From: Tejun Heo <tj@kernel.org>
To: lizefan@huawei.com
Cc: cgroups@vger.kernel.org, linux-kernel@vger.kernel.org,
hannes@cmpxchg.org, Tejun Heo <tj@kernel.org>
Subject: [PATCH 09/14] cgroup: introduce CSS_RELEASED and reduce css iteration fallback window
Date: Fri, 9 May 2014 17:31:26 -0400 [thread overview]
Message-ID: <1399671091-23867-10-git-send-email-tj@kernel.org> (raw)
In-Reply-To: <1399671091-23867-1-git-send-email-tj@kernel.org>
css iterations allow the caller to drop RCU read lock. As long as the
caller keeps the current position accessible, it can simply re-grab
RCU read lock later and continue iteration. This is achieved by using
CGRP_DEAD to detect whether the current positions next pointer is safe
to dereference and if not re-iterate from the beginning to the next
position using ->serial_nr.
CGRP_DEAD is used as the marker to invalidate the next pointer and the
only requirement is that the marker is set before the next sibling
starts its RCU grace period. Because CGRP_DEAD is set at the end of
cgroup_destroy_locked() but the cgroup is unlinked when the reference
count reaches zero, we currently have a rather large window where this
fallback re-iteration logic can be triggered.
This patch introduces CSS_RELEASED which is set when a css is unlinked
from its sibling list. This still keeps the re-iteration logic
working while drastically reducing the window of its activation.
While at it, rewrite the comment in css_next_child() to reflect the
new flag and better explain the synchronization.
This will also enable iterating csses directly instead of through
cgroups.
Signed-off-by: Tejun Heo <tj@kernel.org>
---
include/linux/cgroup.h | 1 +
kernel/cgroup.c | 41 ++++++++++++++++++++---------------------
2 files changed, 21 insertions(+), 21 deletions(-)
diff --git a/include/linux/cgroup.h b/include/linux/cgroup.h
index e65cc0f..634ecc1 100644
--- a/include/linux/cgroup.h
+++ b/include/linux/cgroup.h
@@ -95,6 +95,7 @@ struct cgroup_subsys_state {
/* bits in struct cgroup_subsys_state flags field */
enum {
+ CSS_RELEASED = (1 << 0), /* refcnt reached zero, released */
CSS_ONLINE = (1 << 1), /* between ->css_online() and ->css_offline() */
};
diff --git a/kernel/cgroup.c b/kernel/cgroup.c
index 3eda323..eaea062 100644
--- a/kernel/cgroup.c
+++ b/kernel/cgroup.c
@@ -3107,27 +3107,28 @@ css_next_child(struct cgroup_subsys_state *pos_css,
cgroup_assert_mutex_or_rcu_locked();
/*
- * @pos could already have been removed. Once a cgroup is removed,
- * its ->sibling.next is no longer updated when its next sibling
- * changes. As CGRP_DEAD assertion is serialized and happens
- * before the cgroup is taken off the ->sibling list, if we see it
- * unasserted, it's guaranteed that the next sibling hasn't
- * finished its grace period even if it's already removed, and thus
- * safe to dereference from this RCU critical section. If
- * ->sibling.next is inaccessible, cgroup_is_dead() is guaranteed
- * to be visible as %true here.

- [Supplied information]:
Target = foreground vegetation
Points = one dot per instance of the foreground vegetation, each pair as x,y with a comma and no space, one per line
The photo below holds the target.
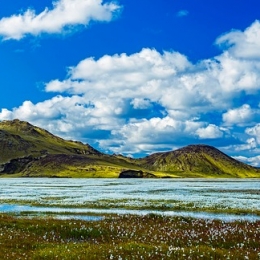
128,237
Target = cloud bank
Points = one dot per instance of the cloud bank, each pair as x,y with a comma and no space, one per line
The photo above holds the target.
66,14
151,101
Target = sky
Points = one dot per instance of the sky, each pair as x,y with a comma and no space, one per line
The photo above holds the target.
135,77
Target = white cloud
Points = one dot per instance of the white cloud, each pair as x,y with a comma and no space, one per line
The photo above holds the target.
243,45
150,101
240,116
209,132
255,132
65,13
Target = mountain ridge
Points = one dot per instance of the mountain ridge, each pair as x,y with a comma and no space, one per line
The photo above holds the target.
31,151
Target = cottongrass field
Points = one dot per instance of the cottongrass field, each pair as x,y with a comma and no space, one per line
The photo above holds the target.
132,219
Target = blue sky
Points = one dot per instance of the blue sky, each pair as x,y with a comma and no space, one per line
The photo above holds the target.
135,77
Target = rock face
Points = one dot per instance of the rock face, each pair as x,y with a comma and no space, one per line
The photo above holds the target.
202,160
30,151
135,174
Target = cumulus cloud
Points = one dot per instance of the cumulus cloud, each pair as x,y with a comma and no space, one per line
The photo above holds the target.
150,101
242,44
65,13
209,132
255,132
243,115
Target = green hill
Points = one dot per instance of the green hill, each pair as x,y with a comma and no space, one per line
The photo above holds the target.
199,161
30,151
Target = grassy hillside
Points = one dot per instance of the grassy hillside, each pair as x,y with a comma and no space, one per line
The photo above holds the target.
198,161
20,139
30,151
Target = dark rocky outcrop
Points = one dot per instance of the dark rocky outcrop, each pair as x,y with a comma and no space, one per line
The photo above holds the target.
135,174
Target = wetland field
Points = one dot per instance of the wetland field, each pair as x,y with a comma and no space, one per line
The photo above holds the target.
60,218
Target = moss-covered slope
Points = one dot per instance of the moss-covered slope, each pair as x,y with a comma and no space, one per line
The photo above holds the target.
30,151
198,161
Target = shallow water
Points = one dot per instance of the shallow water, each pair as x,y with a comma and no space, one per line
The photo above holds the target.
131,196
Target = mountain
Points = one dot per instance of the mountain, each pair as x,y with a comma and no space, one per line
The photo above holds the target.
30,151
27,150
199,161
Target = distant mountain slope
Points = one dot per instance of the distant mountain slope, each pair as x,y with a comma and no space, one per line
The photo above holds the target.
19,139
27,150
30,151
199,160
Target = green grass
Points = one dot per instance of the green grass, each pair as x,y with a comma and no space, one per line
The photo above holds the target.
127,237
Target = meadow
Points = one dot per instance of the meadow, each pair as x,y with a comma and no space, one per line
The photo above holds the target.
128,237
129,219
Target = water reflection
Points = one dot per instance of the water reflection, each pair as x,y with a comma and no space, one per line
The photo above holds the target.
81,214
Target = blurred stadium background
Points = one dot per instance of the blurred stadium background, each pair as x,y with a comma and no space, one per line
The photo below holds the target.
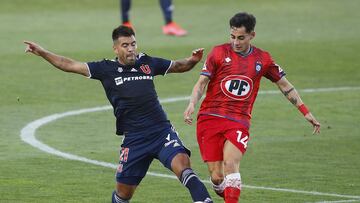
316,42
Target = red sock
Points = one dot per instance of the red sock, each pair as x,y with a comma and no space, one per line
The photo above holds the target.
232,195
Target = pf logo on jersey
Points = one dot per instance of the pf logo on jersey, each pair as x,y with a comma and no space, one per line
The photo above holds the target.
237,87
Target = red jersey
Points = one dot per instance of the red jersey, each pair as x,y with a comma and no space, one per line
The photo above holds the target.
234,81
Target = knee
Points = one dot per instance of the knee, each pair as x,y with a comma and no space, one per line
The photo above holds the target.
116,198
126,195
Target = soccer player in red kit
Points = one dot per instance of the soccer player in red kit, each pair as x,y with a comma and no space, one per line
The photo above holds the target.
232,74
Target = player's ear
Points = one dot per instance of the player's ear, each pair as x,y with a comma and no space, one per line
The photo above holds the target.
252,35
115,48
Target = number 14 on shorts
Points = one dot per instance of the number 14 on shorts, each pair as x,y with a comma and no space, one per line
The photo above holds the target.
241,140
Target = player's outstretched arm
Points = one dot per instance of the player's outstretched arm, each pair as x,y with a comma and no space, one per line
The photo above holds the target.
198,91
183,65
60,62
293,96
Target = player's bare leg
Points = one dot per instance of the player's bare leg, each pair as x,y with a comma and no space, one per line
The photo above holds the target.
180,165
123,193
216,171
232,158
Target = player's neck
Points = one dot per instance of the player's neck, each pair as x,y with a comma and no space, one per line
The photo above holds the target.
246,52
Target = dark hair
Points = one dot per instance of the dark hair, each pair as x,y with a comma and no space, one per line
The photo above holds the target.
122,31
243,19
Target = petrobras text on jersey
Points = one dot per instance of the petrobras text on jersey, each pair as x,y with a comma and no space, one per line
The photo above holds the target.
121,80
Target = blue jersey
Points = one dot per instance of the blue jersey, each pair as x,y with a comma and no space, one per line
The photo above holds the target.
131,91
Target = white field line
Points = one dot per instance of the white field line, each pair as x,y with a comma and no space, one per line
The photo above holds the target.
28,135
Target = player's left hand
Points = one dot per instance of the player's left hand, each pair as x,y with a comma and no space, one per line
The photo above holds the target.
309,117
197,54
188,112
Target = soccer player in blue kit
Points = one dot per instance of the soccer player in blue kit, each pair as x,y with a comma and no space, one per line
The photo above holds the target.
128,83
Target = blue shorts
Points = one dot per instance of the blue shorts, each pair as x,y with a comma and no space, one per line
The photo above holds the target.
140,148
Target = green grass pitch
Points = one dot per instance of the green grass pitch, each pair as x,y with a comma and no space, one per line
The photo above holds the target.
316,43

- [Exercise description]:
Answer these questions from the patch email:
1. What new flag does the patch introduce, and when is it set?
2. At what point is CGRP_DEAD set?
3. How many files does the patch change, and how many insertions and deletions does it make?
Rely solely on the patch email, not on the listing.

- [The answer]:
1. CSS_RELEASED, which is set when a css is unlinked from its sibling list.
2. At the end of cgroup_destroy_locked().
3. Two files, with 21 insertions and 21 deletions.